Exercise:
Starting with the line that contains "Could you please indicate the jacket" and going on through the end of the material below, write those lines out again with "jacket" replaced by "coat" everywhere it occurs. Leave everything else the same.

---+---

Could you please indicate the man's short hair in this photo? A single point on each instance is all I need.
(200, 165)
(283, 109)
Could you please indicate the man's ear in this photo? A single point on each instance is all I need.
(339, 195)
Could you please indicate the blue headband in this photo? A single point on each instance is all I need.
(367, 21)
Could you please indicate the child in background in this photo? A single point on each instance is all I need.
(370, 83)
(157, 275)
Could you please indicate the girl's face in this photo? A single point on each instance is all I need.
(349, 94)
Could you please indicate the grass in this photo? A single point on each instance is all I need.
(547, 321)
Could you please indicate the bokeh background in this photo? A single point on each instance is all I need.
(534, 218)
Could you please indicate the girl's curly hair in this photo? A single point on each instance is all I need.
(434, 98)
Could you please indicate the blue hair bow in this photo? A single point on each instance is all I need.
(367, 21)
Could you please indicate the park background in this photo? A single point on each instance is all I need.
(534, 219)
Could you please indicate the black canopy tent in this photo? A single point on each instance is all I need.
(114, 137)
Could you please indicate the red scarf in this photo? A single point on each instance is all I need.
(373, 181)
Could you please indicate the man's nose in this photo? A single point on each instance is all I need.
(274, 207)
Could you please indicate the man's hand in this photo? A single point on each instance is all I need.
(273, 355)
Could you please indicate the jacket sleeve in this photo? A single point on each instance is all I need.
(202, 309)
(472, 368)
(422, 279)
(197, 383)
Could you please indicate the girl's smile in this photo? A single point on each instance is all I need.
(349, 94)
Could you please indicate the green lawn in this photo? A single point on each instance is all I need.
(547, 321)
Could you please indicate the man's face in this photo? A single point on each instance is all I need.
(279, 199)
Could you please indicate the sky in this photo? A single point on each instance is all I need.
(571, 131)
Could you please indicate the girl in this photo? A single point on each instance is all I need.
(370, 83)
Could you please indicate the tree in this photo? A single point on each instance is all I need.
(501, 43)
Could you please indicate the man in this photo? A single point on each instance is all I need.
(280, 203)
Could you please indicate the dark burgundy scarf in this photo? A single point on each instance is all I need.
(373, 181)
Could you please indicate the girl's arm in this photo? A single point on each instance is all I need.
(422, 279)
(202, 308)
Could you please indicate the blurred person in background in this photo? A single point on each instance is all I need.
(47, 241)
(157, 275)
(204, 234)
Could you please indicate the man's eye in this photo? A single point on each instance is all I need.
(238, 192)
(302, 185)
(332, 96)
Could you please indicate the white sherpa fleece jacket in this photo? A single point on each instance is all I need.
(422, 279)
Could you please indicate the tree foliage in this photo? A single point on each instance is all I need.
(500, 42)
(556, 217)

---+---

Response for this exercise:
Could you please indicate the coat sleeve in this photo? A single point on each instance is all I need.
(202, 309)
(472, 368)
(422, 279)
(197, 383)
Could you please indicate the girl's smile in this photo? A single point on each instance is all I need.
(349, 94)
Could you please indicate the green lawn in this photo? A single point on each instance is all I need.
(547, 321)
Could you please indicate the man's face in this photo? A single point on each instance is all I need.
(279, 199)
Could you please indicate the sky in this photo? A single point on each instance is all I need.
(571, 131)
Could you please indicate the girl in this photo? A single point on each instance is all I need.
(370, 83)
Could you please indicate the tree in this photo? A single point on each instance is all I need.
(501, 43)
Could you please indicate the man in this photo? A single point on each instance is all I need.
(280, 203)
Could you please indicate the dark burgundy scarf in this photo? A single point on each instance is all I need.
(373, 181)
Could you please indicate the girl's arm in this photo? A single point on each instance is all I need.
(422, 279)
(202, 308)
Could you please indicate the blurred person in background in this photo? A single point on each instance is all I need.
(47, 241)
(157, 275)
(204, 234)
Could you please indicate the man's eye in this photo? A single point on each instance is all I need.
(238, 192)
(302, 185)
(332, 96)
Could you please indicate the white sherpa fleece coat in this photo? A single point on each instance is all I need.
(422, 279)
Could you please indicate the tree foliage in this photo? A single point on each instance is all I need.
(500, 42)
(556, 217)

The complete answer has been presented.